------ READING PASSAGE ------
Abstract

Anti-depressant treatment can be viewed as an exercise of biopower that is articulated through policies and practices aimed at the reduction of depression, population healthcare costs and effects on labour force productivity. Drawing upon a feminist governmentality perspective, this article examines the discourses that shaped women's experiences of anti-depressant medication in an Australian qualitative study on recovery from depression. The majority of women had been prescribed anti-depressants to treat a chemical imbalance in the brain, manage symptoms and restore normal functioning. One-third of participants identified anti-depressants as helpful in their recovery, while two-thirds were either highly ambivalent about, or critical of, medication as a solution to depression. Thirty-one women who identified the ;positive' benefits of anti-depressants actively constituted themselves as biomedical consumers seeking to redress a chemical imbalance. The problem of depression, the emergence of molecular science and the push for pharmacological solutions are contributing to the discursive formation of new subject positions - such as the neurochemically deficient self. Three themes were identified in relation to medication use, namely restoring normality, signifying recovery success and control/uncertainty. Anti-depressant medication offered women a normalized pathway to successful recovery that stood in stark contrast to the biologically deficient and morally failing self. These women's stories importantly reveal the gender relations and paradoxes arising from biopolitical technologies that shape selfhood for women in advanced liberal societies.
------ DATA LISTING ------
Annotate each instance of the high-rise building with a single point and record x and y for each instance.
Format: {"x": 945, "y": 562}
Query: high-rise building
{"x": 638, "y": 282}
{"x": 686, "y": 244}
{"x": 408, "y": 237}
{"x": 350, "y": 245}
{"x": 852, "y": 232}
------
### EXERCISE INSTRUCTIONS
According to the abstract, which three themes were identified in relation to medication use? Rely on the abstract alone.

### TASK SOLUTION
Restoring normality, signifying recovery success, and control/uncertainty.